▸ **Material**
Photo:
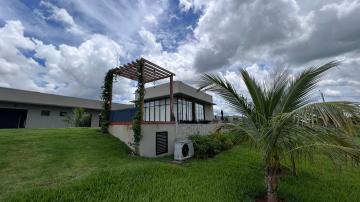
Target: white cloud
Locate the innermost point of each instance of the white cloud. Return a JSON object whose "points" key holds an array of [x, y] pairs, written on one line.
{"points": [[61, 15], [69, 70]]}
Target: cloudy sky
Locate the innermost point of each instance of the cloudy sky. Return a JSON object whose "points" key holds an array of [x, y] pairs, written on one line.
{"points": [[65, 47]]}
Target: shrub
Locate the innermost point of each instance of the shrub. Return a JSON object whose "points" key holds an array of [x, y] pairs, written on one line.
{"points": [[207, 146]]}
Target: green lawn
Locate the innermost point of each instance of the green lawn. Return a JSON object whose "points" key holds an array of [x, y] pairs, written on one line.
{"points": [[84, 165]]}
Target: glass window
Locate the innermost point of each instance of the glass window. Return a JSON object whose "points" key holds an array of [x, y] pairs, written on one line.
{"points": [[184, 110], [167, 112], [63, 114], [158, 110], [162, 113], [199, 112], [189, 111], [147, 113], [45, 113], [151, 117]]}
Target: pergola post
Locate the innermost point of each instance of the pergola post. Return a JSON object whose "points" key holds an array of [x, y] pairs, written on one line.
{"points": [[172, 116], [142, 87]]}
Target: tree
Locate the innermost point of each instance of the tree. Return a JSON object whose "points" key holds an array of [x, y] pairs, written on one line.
{"points": [[282, 121], [79, 118]]}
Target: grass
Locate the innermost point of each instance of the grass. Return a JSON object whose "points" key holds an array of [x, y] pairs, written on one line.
{"points": [[84, 165]]}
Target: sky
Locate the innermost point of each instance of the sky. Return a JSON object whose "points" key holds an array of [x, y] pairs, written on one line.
{"points": [[66, 47]]}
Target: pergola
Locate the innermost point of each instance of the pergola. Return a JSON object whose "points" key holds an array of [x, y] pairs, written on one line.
{"points": [[151, 72]]}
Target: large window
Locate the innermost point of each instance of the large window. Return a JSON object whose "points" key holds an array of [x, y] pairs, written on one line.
{"points": [[185, 110], [199, 112], [157, 110]]}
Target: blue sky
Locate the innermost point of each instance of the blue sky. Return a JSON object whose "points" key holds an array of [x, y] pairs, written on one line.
{"points": [[65, 47]]}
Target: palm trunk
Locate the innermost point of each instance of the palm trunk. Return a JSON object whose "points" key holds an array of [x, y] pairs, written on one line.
{"points": [[271, 184], [293, 165]]}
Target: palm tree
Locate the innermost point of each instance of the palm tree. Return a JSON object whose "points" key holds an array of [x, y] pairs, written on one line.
{"points": [[281, 120]]}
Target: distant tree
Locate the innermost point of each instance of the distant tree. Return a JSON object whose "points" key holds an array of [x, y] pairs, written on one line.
{"points": [[79, 118], [282, 121]]}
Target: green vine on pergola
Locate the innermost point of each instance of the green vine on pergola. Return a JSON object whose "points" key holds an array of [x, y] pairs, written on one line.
{"points": [[142, 71], [140, 91]]}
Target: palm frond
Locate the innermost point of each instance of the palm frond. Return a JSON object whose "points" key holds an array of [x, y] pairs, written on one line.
{"points": [[330, 114]]}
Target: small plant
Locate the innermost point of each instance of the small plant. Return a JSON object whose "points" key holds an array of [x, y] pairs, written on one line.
{"points": [[106, 98]]}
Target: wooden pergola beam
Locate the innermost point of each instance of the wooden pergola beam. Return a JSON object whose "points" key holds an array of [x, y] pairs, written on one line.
{"points": [[151, 72]]}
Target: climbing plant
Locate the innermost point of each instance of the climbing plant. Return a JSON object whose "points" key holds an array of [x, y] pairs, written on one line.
{"points": [[106, 98], [140, 91]]}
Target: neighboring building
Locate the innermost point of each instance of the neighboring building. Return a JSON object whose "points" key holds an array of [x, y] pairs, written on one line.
{"points": [[193, 111], [28, 109]]}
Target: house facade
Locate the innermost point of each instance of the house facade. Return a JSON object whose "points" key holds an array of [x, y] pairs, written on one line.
{"points": [[28, 109], [193, 112]]}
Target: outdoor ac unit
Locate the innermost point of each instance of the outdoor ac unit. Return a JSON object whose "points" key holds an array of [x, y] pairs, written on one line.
{"points": [[184, 149]]}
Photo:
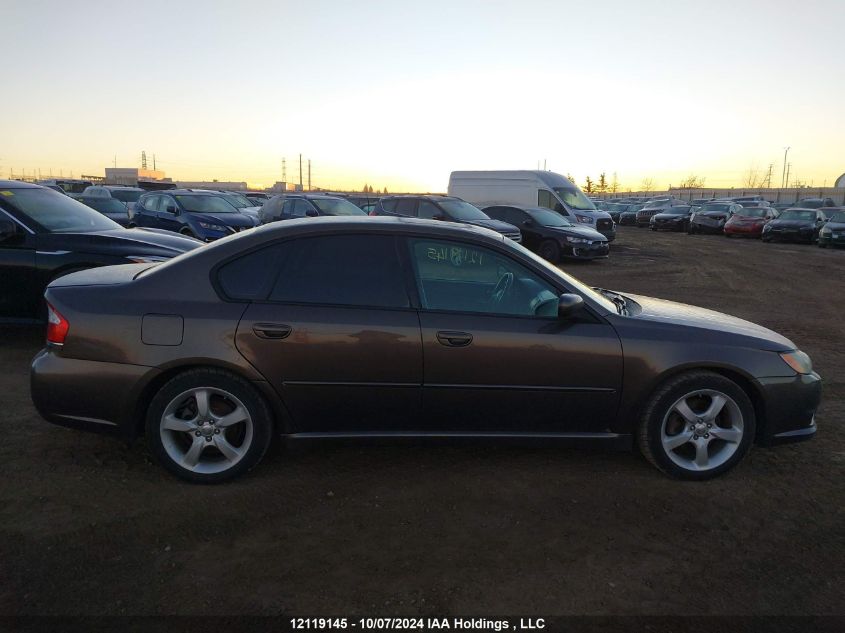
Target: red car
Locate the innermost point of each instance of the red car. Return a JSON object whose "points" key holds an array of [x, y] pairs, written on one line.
{"points": [[749, 221]]}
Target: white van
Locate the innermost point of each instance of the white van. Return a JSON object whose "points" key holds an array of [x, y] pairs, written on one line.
{"points": [[531, 188]]}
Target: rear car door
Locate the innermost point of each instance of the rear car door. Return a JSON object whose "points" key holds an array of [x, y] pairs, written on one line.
{"points": [[336, 336], [497, 359], [19, 279]]}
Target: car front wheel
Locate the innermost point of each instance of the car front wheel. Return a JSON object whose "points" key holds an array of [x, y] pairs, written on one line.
{"points": [[697, 425], [208, 426]]}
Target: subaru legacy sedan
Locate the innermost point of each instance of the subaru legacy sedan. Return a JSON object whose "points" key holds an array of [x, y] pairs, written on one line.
{"points": [[398, 327]]}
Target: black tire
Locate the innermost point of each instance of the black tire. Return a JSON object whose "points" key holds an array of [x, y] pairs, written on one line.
{"points": [[659, 407], [261, 420], [549, 250]]}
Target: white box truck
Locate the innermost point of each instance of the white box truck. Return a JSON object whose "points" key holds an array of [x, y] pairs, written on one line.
{"points": [[529, 188]]}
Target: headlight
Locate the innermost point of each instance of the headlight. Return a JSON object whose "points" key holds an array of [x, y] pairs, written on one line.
{"points": [[146, 259], [212, 227], [798, 361]]}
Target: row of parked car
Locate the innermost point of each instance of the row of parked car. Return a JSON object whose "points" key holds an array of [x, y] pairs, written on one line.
{"points": [[812, 220]]}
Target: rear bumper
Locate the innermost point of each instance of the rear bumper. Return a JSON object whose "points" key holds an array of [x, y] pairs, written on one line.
{"points": [[87, 395], [790, 405]]}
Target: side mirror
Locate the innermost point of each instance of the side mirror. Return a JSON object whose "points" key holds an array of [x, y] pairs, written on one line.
{"points": [[8, 229], [568, 305]]}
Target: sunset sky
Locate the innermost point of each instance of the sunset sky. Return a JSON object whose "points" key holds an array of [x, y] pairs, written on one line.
{"points": [[399, 94]]}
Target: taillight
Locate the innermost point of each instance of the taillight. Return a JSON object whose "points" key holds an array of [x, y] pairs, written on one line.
{"points": [[57, 326]]}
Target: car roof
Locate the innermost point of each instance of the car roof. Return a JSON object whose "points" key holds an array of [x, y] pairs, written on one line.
{"points": [[18, 184]]}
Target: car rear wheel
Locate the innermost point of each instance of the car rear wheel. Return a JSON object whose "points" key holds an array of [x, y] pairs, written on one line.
{"points": [[549, 250], [208, 426], [697, 426]]}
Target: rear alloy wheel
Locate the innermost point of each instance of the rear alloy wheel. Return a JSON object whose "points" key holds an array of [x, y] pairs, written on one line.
{"points": [[207, 426], [697, 426], [550, 251]]}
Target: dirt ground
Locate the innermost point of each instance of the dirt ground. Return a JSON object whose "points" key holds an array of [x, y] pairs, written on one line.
{"points": [[89, 526]]}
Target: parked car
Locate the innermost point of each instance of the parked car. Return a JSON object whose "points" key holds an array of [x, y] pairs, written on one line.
{"points": [[551, 235], [45, 234], [749, 221], [629, 216], [814, 203], [268, 334], [446, 208], [531, 188], [206, 216], [301, 205], [711, 218], [833, 232], [672, 219], [643, 217], [801, 225], [112, 208]]}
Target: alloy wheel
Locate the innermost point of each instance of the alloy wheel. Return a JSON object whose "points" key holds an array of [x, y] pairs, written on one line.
{"points": [[206, 430], [702, 430]]}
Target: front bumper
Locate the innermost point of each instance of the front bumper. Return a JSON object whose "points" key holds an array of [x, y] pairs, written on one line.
{"points": [[789, 408], [87, 395]]}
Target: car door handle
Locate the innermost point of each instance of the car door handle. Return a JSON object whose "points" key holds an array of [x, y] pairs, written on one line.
{"points": [[275, 331], [454, 339]]}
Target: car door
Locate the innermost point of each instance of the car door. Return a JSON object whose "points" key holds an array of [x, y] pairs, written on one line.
{"points": [[19, 279], [337, 336], [169, 214], [507, 364]]}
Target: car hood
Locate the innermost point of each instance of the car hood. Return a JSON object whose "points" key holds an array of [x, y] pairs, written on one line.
{"points": [[663, 311], [493, 225], [227, 219], [579, 231]]}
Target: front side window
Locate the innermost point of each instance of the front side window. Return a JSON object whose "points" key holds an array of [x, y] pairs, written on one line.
{"points": [[55, 212], [463, 277], [348, 270]]}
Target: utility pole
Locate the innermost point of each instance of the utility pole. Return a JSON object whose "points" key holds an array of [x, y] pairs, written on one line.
{"points": [[783, 175]]}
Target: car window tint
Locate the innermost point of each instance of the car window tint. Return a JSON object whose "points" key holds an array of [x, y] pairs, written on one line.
{"points": [[249, 277], [427, 210], [405, 206], [352, 270], [465, 278]]}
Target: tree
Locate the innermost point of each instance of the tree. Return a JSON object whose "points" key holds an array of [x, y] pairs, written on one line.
{"points": [[602, 186], [692, 182]]}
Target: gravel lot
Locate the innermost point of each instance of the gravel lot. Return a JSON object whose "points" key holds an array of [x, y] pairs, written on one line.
{"points": [[89, 526]]}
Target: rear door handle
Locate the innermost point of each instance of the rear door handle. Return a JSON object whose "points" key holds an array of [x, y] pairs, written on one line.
{"points": [[454, 339], [274, 331]]}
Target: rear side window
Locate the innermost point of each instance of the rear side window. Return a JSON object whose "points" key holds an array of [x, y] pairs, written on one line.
{"points": [[351, 270], [250, 277]]}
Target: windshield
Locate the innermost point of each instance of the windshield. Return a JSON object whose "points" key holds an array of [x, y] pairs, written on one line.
{"points": [[460, 210], [205, 204], [237, 200], [56, 212], [127, 195], [549, 218], [716, 207], [574, 198], [807, 216], [336, 206]]}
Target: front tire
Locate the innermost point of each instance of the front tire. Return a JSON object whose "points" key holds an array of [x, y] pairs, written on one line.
{"points": [[697, 425], [208, 426]]}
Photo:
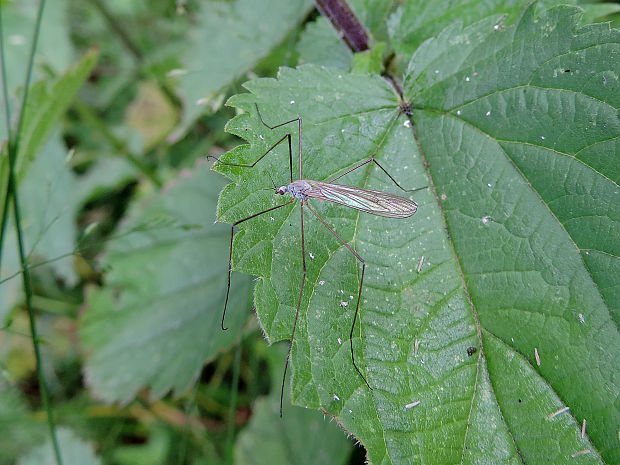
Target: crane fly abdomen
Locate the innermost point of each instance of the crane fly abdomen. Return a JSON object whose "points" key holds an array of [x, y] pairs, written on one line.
{"points": [[370, 201]]}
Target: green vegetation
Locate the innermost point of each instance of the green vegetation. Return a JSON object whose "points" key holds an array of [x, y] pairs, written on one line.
{"points": [[488, 322]]}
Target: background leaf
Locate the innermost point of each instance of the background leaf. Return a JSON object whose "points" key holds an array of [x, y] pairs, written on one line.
{"points": [[244, 29], [74, 452], [157, 332]]}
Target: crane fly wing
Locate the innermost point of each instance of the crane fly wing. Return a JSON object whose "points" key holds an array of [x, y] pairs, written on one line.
{"points": [[370, 201]]}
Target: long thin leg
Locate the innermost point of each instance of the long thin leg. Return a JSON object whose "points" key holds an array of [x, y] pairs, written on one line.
{"points": [[359, 292], [298, 119], [251, 165], [372, 159], [232, 234], [301, 291]]}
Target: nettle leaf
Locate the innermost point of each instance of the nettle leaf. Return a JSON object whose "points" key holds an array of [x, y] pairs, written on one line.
{"points": [[510, 260], [157, 319], [269, 439], [418, 20]]}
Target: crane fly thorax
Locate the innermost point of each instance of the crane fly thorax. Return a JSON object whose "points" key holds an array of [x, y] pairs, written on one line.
{"points": [[297, 189]]}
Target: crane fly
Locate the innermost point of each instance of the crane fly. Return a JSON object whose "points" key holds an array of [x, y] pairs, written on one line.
{"points": [[366, 200]]}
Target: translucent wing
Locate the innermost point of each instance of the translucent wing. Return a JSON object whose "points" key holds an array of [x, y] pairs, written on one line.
{"points": [[369, 201]]}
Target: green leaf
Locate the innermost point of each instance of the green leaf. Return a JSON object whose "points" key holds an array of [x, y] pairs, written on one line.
{"points": [[521, 141], [49, 205], [270, 439], [319, 44], [419, 20], [54, 49], [370, 61], [598, 12], [514, 244], [73, 450], [228, 40], [157, 319], [47, 103]]}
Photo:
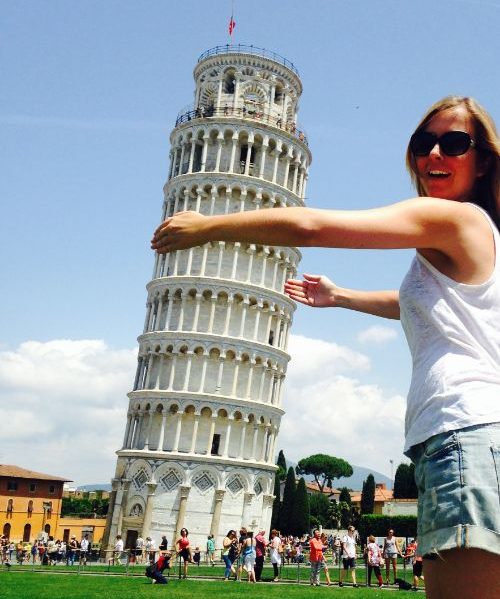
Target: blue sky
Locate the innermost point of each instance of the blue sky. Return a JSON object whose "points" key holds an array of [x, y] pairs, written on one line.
{"points": [[90, 91]]}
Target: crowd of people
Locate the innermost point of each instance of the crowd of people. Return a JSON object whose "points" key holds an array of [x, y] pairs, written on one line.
{"points": [[243, 553], [46, 551]]}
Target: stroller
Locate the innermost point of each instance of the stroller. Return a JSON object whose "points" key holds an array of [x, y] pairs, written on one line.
{"points": [[155, 571]]}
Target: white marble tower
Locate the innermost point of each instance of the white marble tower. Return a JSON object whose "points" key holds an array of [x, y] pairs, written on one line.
{"points": [[204, 414]]}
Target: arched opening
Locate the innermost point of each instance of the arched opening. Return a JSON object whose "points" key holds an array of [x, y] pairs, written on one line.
{"points": [[26, 533]]}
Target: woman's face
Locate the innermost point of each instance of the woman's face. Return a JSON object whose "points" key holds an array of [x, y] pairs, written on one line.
{"points": [[449, 177]]}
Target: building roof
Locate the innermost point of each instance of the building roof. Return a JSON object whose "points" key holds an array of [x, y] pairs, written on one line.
{"points": [[18, 472], [382, 494], [313, 486]]}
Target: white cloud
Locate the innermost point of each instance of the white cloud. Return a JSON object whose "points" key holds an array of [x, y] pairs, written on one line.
{"points": [[63, 407], [329, 412], [377, 335]]}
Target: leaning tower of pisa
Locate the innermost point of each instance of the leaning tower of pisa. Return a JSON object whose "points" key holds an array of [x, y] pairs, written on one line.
{"points": [[205, 410]]}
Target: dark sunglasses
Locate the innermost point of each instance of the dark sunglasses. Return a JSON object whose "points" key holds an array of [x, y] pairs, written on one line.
{"points": [[452, 143]]}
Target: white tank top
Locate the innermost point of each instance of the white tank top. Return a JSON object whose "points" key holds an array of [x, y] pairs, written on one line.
{"points": [[453, 330]]}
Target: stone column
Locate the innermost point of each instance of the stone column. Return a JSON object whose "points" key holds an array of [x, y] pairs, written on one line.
{"points": [[214, 526], [121, 505], [148, 512], [265, 145], [247, 504], [162, 430]]}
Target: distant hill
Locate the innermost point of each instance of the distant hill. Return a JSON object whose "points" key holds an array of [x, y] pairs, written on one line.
{"points": [[354, 482]]}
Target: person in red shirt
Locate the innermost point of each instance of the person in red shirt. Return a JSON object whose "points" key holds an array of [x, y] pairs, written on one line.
{"points": [[316, 548]]}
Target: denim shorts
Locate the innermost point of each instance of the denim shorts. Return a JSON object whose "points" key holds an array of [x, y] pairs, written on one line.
{"points": [[458, 479]]}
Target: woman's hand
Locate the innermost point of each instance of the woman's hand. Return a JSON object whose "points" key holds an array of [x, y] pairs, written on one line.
{"points": [[184, 230], [315, 290]]}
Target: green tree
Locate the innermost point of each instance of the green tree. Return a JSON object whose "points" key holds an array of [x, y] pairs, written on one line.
{"points": [[412, 485], [320, 508], [368, 495], [324, 468], [300, 521], [345, 496], [276, 503], [286, 511], [281, 463], [404, 482]]}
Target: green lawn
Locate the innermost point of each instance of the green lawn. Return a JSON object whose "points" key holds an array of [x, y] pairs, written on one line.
{"points": [[37, 585]]}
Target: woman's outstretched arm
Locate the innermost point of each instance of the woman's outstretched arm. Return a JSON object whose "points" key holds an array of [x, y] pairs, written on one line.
{"points": [[417, 223], [319, 292]]}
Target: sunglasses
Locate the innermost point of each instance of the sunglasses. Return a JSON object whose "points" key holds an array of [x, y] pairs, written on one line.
{"points": [[452, 143]]}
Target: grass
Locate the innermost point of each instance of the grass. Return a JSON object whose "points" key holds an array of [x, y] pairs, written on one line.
{"points": [[18, 584]]}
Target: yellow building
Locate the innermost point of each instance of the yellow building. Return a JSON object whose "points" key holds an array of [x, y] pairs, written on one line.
{"points": [[30, 502]]}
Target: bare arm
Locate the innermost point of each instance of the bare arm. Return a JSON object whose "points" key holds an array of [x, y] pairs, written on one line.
{"points": [[319, 292], [412, 223], [450, 234]]}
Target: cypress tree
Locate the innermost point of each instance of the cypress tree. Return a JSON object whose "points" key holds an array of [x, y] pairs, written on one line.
{"points": [[276, 503], [281, 463], [412, 485], [368, 495], [401, 480], [286, 512], [299, 524], [345, 496]]}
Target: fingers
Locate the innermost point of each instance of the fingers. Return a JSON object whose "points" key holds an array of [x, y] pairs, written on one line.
{"points": [[312, 278]]}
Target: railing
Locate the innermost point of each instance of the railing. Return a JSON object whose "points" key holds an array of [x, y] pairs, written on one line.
{"points": [[294, 568], [203, 112], [249, 49]]}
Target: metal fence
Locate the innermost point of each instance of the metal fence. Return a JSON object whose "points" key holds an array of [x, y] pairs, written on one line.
{"points": [[294, 569]]}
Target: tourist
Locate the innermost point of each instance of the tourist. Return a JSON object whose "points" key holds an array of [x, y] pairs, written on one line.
{"points": [[84, 549], [184, 550], [391, 551], [229, 552], [348, 557], [373, 560], [210, 550], [150, 549], [275, 553], [248, 553], [197, 556], [324, 564], [316, 548], [416, 561], [449, 305], [260, 552]]}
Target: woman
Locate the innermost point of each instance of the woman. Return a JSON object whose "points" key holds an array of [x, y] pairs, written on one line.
{"points": [[316, 557], [374, 560], [391, 551], [183, 549], [229, 552], [248, 552], [275, 553], [324, 565], [449, 305]]}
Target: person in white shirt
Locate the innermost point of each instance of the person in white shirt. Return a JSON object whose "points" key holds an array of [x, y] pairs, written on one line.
{"points": [[117, 551], [449, 306], [84, 548], [348, 557]]}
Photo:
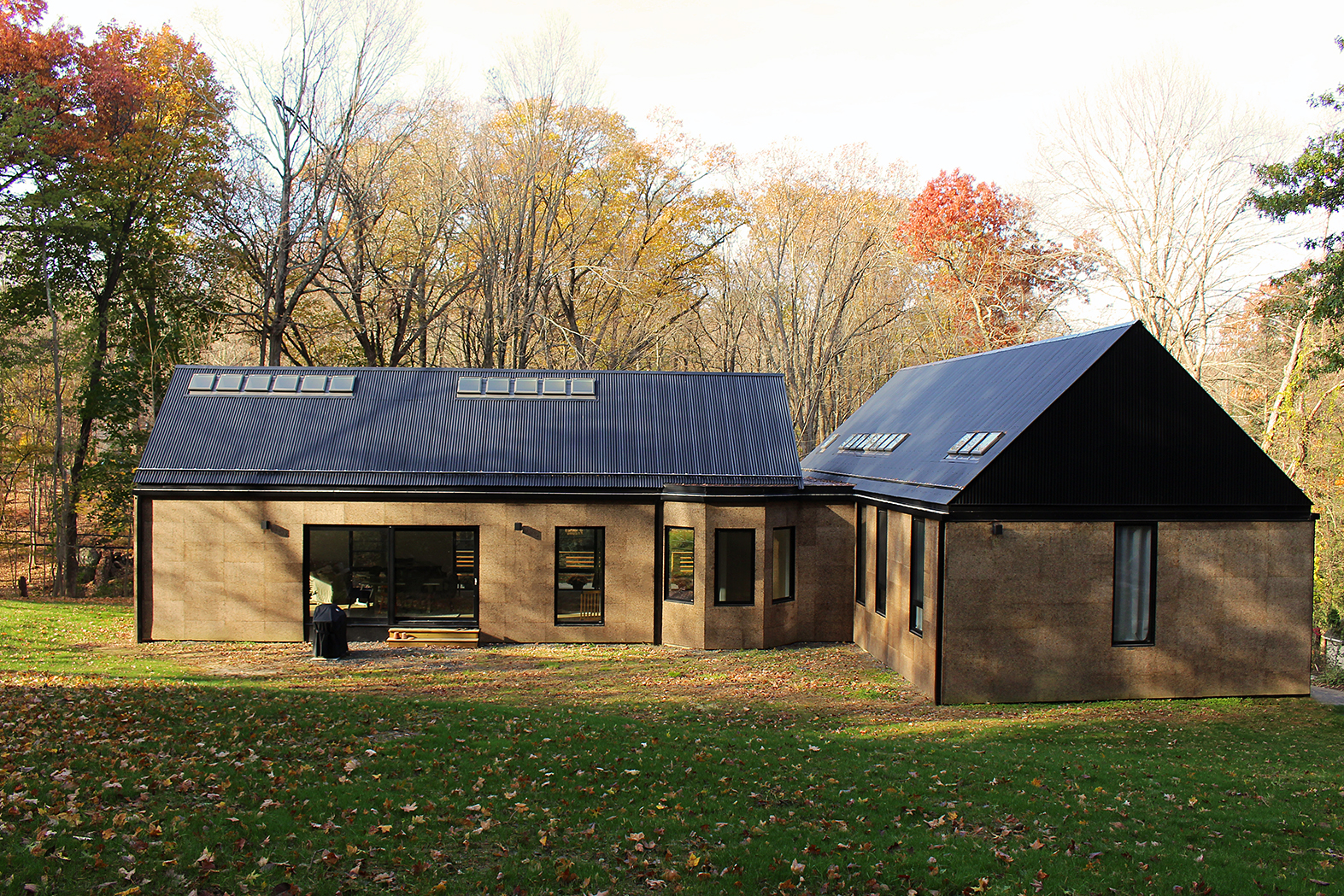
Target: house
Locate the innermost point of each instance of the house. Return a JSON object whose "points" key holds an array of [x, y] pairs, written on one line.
{"points": [[500, 506], [1073, 518]]}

▸ **Challenge**
Beginning with the line that holds "Target: person in white shirt", extract every line to the end of the material, exactly as it stands, and drop the pictures.

▸ **Solution to the exercise**
Target: person in white shirt
Locate the innermost point of each instance of the person in white shirt. Return a JSON object whose "points" key holds an array of [x, y] pairs, written on one line.
{"points": [[117, 551], [449, 306], [84, 548], [348, 557]]}
Photo:
Target: house
Locate the innermost point of each instance of the house. Return a JSON object whose "points" key holds an array of [x, y] pairs, written on one line.
{"points": [[500, 506], [1073, 518]]}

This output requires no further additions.